_Instructions to follow:_
Edit the lines from the one with "Drop a pin on every instance of the red clay" up to and including the one with "Drop a pin on every instance of the low", changing "scouting field log" to "site survey log" and keeping everything else the same. Return only those lines.

_Records provided:_
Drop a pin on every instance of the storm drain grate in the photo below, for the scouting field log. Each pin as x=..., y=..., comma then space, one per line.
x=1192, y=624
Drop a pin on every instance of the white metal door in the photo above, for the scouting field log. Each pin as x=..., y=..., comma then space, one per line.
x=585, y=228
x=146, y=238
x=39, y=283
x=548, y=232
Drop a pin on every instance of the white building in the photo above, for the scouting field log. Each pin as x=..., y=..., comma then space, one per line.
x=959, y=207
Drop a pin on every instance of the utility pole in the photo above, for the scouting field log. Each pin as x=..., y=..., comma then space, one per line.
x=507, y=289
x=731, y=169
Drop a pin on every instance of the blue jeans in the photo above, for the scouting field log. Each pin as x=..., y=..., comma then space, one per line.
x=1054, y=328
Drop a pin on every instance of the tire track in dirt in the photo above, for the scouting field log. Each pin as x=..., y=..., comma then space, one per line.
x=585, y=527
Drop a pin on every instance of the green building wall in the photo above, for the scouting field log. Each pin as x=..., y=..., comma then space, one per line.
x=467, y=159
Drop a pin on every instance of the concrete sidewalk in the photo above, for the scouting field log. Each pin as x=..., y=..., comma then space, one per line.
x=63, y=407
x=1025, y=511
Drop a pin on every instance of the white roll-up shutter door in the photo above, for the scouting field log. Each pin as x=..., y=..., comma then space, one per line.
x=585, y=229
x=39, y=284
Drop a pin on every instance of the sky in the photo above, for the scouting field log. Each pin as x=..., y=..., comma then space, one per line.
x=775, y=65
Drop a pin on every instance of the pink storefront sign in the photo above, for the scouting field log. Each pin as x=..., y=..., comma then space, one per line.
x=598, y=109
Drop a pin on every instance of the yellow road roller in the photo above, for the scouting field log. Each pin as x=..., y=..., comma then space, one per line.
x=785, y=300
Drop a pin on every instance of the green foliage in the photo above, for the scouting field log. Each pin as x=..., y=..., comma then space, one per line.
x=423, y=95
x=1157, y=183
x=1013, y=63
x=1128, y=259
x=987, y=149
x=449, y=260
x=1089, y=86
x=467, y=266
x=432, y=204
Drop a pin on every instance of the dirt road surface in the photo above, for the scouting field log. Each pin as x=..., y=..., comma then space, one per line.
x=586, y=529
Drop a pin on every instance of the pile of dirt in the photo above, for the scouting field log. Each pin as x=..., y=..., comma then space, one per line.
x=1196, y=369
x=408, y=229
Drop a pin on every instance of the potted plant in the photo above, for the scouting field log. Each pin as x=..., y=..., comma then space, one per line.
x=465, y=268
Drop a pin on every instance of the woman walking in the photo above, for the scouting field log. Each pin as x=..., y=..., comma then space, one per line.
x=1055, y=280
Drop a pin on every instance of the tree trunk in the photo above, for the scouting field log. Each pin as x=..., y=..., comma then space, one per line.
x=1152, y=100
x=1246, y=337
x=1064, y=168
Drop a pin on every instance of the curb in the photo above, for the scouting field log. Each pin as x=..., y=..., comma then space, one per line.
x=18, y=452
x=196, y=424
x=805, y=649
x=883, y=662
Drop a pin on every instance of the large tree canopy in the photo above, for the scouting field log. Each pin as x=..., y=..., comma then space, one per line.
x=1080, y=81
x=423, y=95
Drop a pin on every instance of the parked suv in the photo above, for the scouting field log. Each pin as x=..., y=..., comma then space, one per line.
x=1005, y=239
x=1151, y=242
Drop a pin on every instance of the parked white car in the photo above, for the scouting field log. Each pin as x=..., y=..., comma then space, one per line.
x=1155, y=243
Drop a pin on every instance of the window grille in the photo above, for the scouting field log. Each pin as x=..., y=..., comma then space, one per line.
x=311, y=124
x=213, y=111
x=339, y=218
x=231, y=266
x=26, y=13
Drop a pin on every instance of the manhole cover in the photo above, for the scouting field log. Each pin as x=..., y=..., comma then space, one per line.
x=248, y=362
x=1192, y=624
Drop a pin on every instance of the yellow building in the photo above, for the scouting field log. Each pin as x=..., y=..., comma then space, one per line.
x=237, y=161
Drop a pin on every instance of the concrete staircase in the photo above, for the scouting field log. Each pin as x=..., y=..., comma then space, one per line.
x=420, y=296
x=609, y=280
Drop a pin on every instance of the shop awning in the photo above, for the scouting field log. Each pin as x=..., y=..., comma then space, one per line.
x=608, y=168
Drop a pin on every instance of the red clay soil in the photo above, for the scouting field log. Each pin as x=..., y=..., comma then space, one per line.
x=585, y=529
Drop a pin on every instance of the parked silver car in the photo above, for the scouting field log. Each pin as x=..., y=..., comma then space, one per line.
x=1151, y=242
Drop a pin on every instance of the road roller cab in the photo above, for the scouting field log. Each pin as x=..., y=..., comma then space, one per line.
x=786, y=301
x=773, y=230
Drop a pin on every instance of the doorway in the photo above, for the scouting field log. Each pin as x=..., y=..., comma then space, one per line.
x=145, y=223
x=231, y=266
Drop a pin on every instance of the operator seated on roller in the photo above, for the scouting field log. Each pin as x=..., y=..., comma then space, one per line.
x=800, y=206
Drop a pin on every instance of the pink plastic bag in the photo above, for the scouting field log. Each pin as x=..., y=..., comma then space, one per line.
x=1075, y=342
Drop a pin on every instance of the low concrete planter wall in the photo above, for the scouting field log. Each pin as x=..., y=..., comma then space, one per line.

==

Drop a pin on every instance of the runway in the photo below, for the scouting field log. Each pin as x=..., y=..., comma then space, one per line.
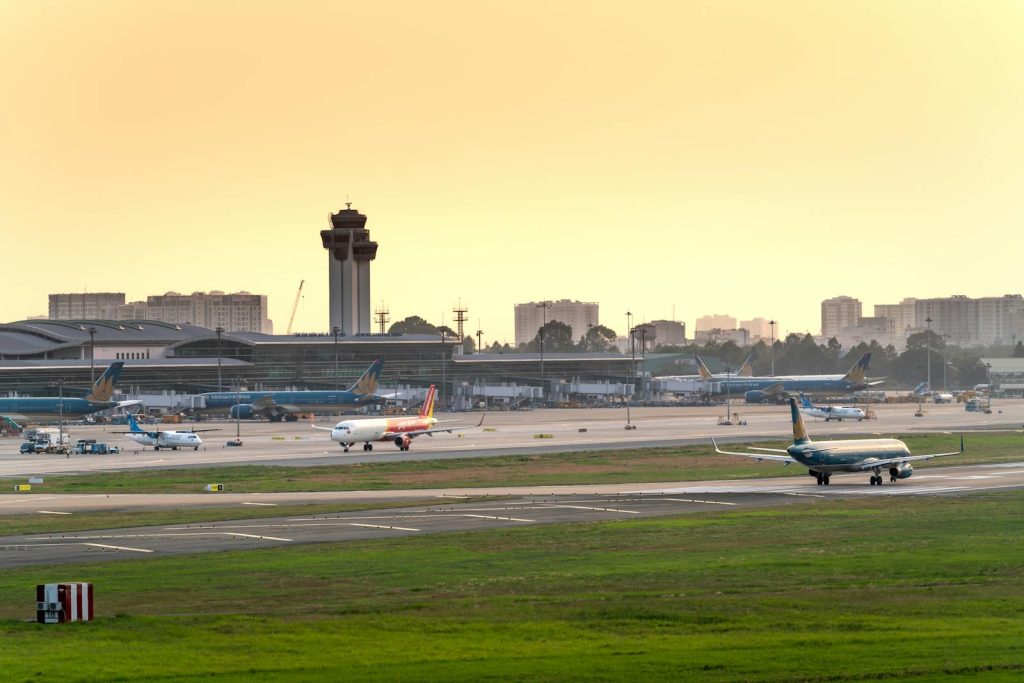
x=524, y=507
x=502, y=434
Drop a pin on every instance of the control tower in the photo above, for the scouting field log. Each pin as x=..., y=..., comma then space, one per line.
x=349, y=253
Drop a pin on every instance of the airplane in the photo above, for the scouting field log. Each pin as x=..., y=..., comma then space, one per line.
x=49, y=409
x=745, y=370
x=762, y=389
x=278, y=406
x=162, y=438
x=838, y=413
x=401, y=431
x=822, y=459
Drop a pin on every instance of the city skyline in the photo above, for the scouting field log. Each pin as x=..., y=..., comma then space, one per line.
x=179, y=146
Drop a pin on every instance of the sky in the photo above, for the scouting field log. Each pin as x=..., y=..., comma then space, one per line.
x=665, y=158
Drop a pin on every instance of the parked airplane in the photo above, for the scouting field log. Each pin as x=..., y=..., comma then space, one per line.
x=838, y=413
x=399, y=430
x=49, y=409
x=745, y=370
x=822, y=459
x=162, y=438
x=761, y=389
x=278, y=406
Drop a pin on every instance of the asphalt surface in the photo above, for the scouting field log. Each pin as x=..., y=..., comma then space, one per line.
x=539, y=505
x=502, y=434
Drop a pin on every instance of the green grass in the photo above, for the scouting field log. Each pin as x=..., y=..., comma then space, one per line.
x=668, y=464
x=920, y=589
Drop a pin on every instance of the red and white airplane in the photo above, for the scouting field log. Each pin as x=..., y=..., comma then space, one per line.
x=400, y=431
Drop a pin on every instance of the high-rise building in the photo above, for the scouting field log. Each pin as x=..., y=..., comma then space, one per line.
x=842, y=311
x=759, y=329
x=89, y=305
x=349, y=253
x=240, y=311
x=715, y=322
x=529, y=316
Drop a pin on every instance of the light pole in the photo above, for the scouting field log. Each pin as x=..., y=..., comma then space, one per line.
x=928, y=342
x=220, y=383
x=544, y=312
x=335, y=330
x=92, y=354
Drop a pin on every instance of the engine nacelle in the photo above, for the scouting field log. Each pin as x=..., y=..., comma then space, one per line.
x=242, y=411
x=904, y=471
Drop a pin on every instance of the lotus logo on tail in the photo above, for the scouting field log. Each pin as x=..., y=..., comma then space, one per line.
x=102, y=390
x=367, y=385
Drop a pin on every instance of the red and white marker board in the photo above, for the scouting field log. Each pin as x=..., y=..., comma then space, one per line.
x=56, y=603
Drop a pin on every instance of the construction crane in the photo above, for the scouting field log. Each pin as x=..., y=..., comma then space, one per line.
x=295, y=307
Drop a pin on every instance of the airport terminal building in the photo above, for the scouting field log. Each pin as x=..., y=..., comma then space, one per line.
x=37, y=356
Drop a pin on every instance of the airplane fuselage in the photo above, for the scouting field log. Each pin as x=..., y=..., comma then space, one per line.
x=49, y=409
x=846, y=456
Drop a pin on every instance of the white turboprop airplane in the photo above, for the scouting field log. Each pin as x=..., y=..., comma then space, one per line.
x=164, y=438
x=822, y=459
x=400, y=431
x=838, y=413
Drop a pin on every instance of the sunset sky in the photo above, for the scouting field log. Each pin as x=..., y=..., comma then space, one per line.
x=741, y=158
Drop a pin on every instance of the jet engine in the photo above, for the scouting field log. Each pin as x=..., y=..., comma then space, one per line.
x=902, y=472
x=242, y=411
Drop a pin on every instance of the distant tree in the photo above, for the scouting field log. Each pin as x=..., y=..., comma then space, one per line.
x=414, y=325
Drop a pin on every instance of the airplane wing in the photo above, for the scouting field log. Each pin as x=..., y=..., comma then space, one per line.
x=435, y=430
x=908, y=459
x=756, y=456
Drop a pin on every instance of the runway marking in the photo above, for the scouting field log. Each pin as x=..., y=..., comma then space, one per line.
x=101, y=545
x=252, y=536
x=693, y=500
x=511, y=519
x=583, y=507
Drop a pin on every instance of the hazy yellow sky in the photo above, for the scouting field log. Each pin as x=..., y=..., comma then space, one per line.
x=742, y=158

_Answer to the task:_
Drop a pin on every instance of the red clay soil in the photo above, for the site survey log. Each pin as x=..., y=..., comma then space, one per line.
x=585, y=529
Drop a pin on every instance of the parked silver car in the photo above, for the site survey log. Each pin as x=..., y=..., comma then space, one per line.
x=1151, y=242
Drop a pin on every instance of the road roller cab in the photo above, for the site survey log. Each pin as x=..., y=..., comma then space, one per line.
x=786, y=301
x=773, y=230
Drop a pin on every instance of the doorway in the photo above, for the site survey log. Each pin as x=..., y=..., comma then space, one per line.
x=145, y=223
x=231, y=266
Drop a pin on every instance of the operator seated on roller in the photo above, for the site survey log. Each pin as x=..., y=..., comma then space, one per line.
x=800, y=206
Drop a pin on every instance of the pink plastic bag in the photo above, for the site survey log. Each pin as x=..., y=..., comma then space, one per line.
x=1075, y=342
Drop a pin on every instance of the low concrete planter wall in the photo above, for the site survey log. Each pin as x=..., y=..., comma then space, one per line.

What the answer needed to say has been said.